→ **Short task**: Render all of the data below as a two-column CSV with the headers input and output. Each text and the answer that follows it form one row, each in a single quoted field with line breaks replaced by spaces.

→ **The input**:
** BEGIN **
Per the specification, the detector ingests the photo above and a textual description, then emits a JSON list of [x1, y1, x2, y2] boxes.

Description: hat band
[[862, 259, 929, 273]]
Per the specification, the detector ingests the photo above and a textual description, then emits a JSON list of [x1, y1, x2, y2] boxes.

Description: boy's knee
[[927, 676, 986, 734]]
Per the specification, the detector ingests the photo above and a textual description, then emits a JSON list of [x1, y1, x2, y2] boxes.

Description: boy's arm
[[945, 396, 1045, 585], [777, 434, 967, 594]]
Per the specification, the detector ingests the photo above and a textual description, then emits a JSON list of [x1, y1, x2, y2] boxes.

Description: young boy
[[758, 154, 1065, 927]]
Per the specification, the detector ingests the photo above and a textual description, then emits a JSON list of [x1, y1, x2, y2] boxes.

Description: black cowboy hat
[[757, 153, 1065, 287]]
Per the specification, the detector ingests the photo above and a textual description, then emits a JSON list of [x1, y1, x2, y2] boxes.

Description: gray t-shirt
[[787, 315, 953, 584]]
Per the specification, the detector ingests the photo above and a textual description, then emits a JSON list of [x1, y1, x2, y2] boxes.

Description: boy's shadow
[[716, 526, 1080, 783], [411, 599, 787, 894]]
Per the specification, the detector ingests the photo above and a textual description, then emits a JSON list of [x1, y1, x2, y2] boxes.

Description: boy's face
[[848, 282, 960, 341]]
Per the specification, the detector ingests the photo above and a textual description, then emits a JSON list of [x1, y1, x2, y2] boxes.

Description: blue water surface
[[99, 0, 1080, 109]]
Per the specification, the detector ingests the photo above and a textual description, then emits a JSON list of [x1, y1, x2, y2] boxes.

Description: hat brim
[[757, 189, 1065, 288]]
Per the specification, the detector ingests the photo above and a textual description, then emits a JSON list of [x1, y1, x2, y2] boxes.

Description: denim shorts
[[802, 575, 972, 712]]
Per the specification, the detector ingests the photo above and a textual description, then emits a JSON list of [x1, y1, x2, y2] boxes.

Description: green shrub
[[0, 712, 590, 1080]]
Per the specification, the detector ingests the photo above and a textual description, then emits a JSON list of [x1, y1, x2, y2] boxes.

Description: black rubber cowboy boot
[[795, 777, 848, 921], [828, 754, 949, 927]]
** END **
→ **Written solution**:
input,output
"Per the specification, the detector ingests the photo above and a textual description, then emits a JSON list of [x1, y1, x2, y2] boxes. Description: hat band","[[862, 259, 929, 273]]"
"Per the specification, the detector ingests the photo above and a textual description, then emits a JSON list of [x1, y1, x2, y2] boxes. Description: boy's knee","[[927, 676, 986, 734]]"
"Per the specification, the detector ingests the photo above and a textual description, then emits a JSON list of [x1, y1, x2, y2] boxes. Description: boy's arm","[[945, 396, 1045, 585], [777, 434, 967, 594]]"
"Per the specification, the detector ingests the photo above and a textual description, then emits a JSON list of [x1, y1, x2, y2] boxes. Description: young boy","[[758, 154, 1065, 927]]"
"Per the specification, the detector ingests the photo above and a textual description, then emits a JSON list of [x1, y1, x2, y2] boxes. Description: black cowboy hat","[[757, 153, 1065, 287]]"
"Per the specification, the detector ingests the photo above and a textual description, then emits a JSON list of [x1, y1, x2, y2] boxes. Description: gray t-shirt","[[787, 315, 953, 584]]"
"Per the specification, the detector ingests the photo above and a textual description, then emits a JSON list of [x1, y1, x2, y2] boxes. Description: boy's shadow","[[716, 526, 1080, 783], [411, 599, 787, 894]]"
"Per the specification, the detector ingests the photo above and a textual description, then emits a JSON list of [x1, y1, x2, y2] boxes. Description: boy's face","[[848, 282, 960, 341]]"
"Per the specification, the detector ingests the photo above and a textual description, then emits a JSON list of [x1, y1, x2, y2] boxes. Description: blue water surface","[[99, 0, 1080, 109]]"
"Per the specification, the detector ingests the photo above and a textual description, then emits a JSON list of [x1, y1, x2, y2] boxes. Description: hat brim","[[757, 189, 1065, 288]]"
"Per the specification, the detector ingests the photo above and a textual description, then emits a JSON list of [x1, y1, x2, y2] boxes. Description: denim shorts","[[802, 575, 972, 712]]"
"Per the specification, the detector ingests the photo above and a textual description, then emits a JSON list of [x1, y1, x2, y2] boxes. Description: green shrub","[[0, 712, 590, 1080]]"
"Per the specification, the detector ingests the photo above and a textual description, then emits a JSON list of [x1, y1, x2, y2] boxes. Description: black rubber cowboy boot","[[795, 777, 848, 921], [828, 754, 949, 927]]"